In the past couple of months, there have been some dire op-eds, and here’s another one—not as bad as some others, but (especially for a science magazine) riddled with unexamined assumptions. Click on the screenshot to read it. Apparently the “racial reckoning” that began last year has now crept into mathematics.
After reading it, I have two questions: Is mathematics structurally racist? And why has Scientific American changed its mission from publishing decent science pieces to flawed bits of ideology?

The article, of course, claims that mathematics is a hotbed of racism and misogyny, which explains why there are so few women and blacks in academic mathematics.
The article begins with stories of thee women mathematicians, all of whom report that they felt discriminated against or at least looked down upon. All of them have academic jobs, two as professors and one as a postdoc. I don’t doubt their stories, but what we have are three anecdotes. At face value, they show that there is some racism or sexism in academic math, but these are cherry-picked anecdotes that demonstrate little except that, like all fields, math is not entirely free of bigotry. I also procured two anecdotes with no effort. First, I asked one of my female math-y friends, Professor Anna Krylov, a theoretical and computational quantum chemist at USC, who deals extensively with mathematicians, if that had been her experience, and she said what’s indented below. (I quote her with permission; we’ve met Anna before.)
I was often a single women in a room — but so what? It did not turn me away from the subject I was passionate about. I experienced some forms of discrimination throughout my career and can tell stories… But — as McWhorter often says — “there was then and there is now”! These anecdotes [from Sci. Am.] are blown out of proportion and completely misrepresent the current climate.
She also worried that these narratives, which don’t resemble her own, cultivate a victim mentality in women. (Anna is no anti-feminist, either: she helped initiate a protest against an all-male speaker agenda at a chemistry conference.)
Anna also mentioned another female math professor in the U.S. who agrees with her own experience. So we have two anecdotes on one side, and three on the other. (I have to add that, as I’ve said before, I myself felt inferior and suffered from “imposter syndrome” for several years in graduate school, constantly thinking about dropping out. But I finally realized that I could find my own niche.)
+ + + +
◆ **Written tasks**
[a] Repeat the excerpt on bias in mathematics word for word, beginning at the words "In the past" and stopping after the words "in academic mathematics.".
[b] Answer these questions using the excerpt on bias in mathematics:
(i) What academic positions do the women mathematicians featured at the start of the article hold?
(ii) What is Anna Krylov's field, and at which university does she work?
(iii) What did Anna Krylov help initiate a protest against?
The lines that come after this excerpt are not needed for anything here.

◆ **Data shown**
+ + + +
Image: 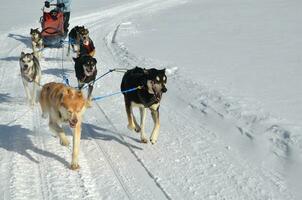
+ + + +
◆ **Written answers**
[a]
In the past couple of months, there have been some dire op-eds, and here’s another one—not as bad as some others, but (especially for a science magazine) riddled with unexamined assumptions. Click on the screenshot to read it. Apparently the “racial reckoning” that began last year has now crept into mathematics.
After reading it, I have two questions: Is mathematics structurally racist? And why has Scientific American changed its mission from publishing decent science pieces to flawed bits of ideology?

The article, of course, claims that mathematics is a hotbed of racism and misogyny, which explains why there are so few women and blacks in academic mathematics.

[b]
(i) Two are professors and one is a postdoc.
(ii) She is a theoretical and computational quantum chemist at USC.
(iii) She helped initiate a protest against an all-male speaker agenda at a chemistry conference.